Position annotation rows:

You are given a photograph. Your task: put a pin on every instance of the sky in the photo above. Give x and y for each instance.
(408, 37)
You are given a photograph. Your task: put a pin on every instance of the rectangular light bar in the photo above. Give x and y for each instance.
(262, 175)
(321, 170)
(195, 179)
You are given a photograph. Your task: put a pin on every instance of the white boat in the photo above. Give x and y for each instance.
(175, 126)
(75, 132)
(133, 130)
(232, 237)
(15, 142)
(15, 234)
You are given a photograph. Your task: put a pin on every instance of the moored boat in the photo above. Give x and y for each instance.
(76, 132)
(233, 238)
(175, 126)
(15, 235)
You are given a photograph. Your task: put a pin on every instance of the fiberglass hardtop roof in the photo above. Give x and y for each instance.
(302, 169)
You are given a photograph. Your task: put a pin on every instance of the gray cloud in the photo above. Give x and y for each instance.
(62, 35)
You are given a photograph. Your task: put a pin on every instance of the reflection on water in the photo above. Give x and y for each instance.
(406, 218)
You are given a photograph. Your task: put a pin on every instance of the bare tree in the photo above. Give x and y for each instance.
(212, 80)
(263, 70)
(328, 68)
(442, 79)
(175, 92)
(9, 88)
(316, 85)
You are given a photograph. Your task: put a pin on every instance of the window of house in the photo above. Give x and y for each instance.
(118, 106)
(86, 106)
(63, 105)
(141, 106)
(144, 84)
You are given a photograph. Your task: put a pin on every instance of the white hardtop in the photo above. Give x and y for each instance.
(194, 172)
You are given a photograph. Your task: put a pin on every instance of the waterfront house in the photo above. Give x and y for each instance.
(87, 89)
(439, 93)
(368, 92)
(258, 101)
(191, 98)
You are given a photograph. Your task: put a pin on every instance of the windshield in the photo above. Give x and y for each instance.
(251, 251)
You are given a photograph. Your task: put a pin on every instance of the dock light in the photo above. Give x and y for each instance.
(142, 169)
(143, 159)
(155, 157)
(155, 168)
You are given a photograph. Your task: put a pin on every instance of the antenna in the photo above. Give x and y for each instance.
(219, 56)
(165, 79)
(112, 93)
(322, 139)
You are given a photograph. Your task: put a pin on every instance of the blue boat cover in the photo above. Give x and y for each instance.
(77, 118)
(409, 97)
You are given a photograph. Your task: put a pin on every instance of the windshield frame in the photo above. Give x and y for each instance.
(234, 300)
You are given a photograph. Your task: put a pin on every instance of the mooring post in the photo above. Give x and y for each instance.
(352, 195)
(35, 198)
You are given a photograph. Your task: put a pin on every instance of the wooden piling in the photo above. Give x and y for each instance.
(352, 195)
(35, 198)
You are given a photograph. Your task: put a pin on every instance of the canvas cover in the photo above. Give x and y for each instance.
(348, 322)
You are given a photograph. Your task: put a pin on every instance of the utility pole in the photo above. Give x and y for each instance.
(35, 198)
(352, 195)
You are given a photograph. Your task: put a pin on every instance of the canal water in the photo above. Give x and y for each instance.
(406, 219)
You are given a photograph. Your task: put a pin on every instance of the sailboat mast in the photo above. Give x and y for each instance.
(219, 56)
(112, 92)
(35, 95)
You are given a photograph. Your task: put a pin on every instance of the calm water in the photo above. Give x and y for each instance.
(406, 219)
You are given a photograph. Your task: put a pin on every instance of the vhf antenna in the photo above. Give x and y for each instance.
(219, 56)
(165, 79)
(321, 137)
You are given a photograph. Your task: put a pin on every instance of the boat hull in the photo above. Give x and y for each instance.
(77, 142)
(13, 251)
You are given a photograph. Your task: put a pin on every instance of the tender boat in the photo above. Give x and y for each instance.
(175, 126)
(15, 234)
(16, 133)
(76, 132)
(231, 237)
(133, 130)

**EXERCISE DESCRIPTION:**
Rewrite the rows above, replacing "put a pin on" with "place a marker on" wherever it occurs and leaving everything else unchanged.

**EXERCISE RESPONSE:**
You are given a photograph. Your task: place a marker on every instance of the sky in the photo above. Give x and y for each instance.
(408, 37)
You are given a photograph. Your task: place a marker on every instance of the rectangular light bar in the photo above. Give x and y for each instance.
(262, 175)
(321, 170)
(195, 179)
You are given a photograph. Your task: place a marker on every instance of the white boat in the photo above. Give x and y for each instance.
(175, 126)
(75, 132)
(133, 130)
(232, 237)
(15, 142)
(15, 234)
You are given a photograph. Your task: place a marker on every instance of the moored boat in the photo above. Give x and y for each instance.
(76, 132)
(233, 238)
(175, 126)
(15, 235)
You are given a photograph. Your task: place a marker on every instance of the fiberglass hardtop roof in the photo above. Give x and y for each instance.
(302, 169)
You are given a photograph. Your task: place a marker on every instance of the gray cloud in the photo above. Give x and y for each instance.
(62, 35)
You are given a photograph. Your task: place a marker on every instance of the reflection on water in the photo above. Give x and y for each instance.
(406, 218)
You are given a photograph. Your task: place a marker on every instance of the bare tree in the photo above. Give x and y for each instance.
(212, 80)
(263, 70)
(328, 68)
(442, 79)
(175, 92)
(9, 88)
(316, 85)
You are given a photograph. Your task: place a marker on every instance of the window of house in the photo above. Give x and y for each instance.
(118, 106)
(86, 106)
(63, 105)
(141, 106)
(144, 84)
You are given a photograph. Your task: place a marker on every instance of the white hardtop in the photo above. Give x and y for each instance.
(194, 172)
You are given a photograph. Your task: place a marker on every instance of the waterfront house in the photo above. Give x and y for each instance.
(87, 89)
(439, 93)
(368, 92)
(258, 101)
(191, 98)
You are given a photograph. Your task: place a marker on every instance of the windshield in the photo above. Give x and y for each instance.
(251, 251)
You are given a photograph. Your task: place a marker on every instance of the dock light in the photo above. Give x and y for each instance.
(142, 169)
(143, 159)
(155, 157)
(155, 168)
You are given a photograph. Your task: place a marker on every instance of the antenna in the photo above. Give x and y for each instance.
(219, 56)
(165, 79)
(112, 93)
(322, 139)
You are given a photograph. Your task: place a marker on every instance of the blue boat cover in the photo above. Give x and y for each instance.
(77, 118)
(409, 97)
You are given a photograph. Your task: place a marker on every instance of the windshield frame in the photo above. Give x and y for each instance.
(234, 300)
You are given a photograph. Your task: place a marker on every instance of the mooring post in the photo above. Give x and y for each instance.
(352, 195)
(35, 198)
You are given a photograph. Your task: place a marker on every instance of the wooden piling in the photo above. Give x and y for each instance.
(352, 195)
(35, 198)
You are given a photograph. Your task: place a marker on every instance of the canvas cover in the photo above. Give x and y for each instance.
(348, 322)
You are given a photograph. Your task: place a marker on every instance of the utility pole in the photo above. Give x and y for each instance.
(35, 198)
(352, 195)
You are given a photograph. Your task: place a marker on every instance of the canal water in the photo above. Give x and y for each instance.
(406, 219)
You are given a photograph. Your task: place a marker on every instance of the sailboat mast in the photo above. Give x and y for each instance.
(219, 56)
(112, 92)
(35, 95)
You are given a photograph. Your task: place a marker on every instance of the calm water in the photo above. Give x and y for each instance.
(406, 219)
You are given a photograph. Your task: place a marker on every instance of the vhf antenna in the photo above. Give x and y for each instance.
(219, 56)
(165, 79)
(321, 137)
You are given a photograph. Your task: place a marker on every instance of the boat hull in the photo above. Give x and y for each instance.
(77, 142)
(13, 251)
You are given a photograph. Your task: place a marker on every instance of the tender boat in the photo above. Give x and y for each instance.
(175, 126)
(15, 234)
(16, 133)
(76, 132)
(231, 237)
(133, 130)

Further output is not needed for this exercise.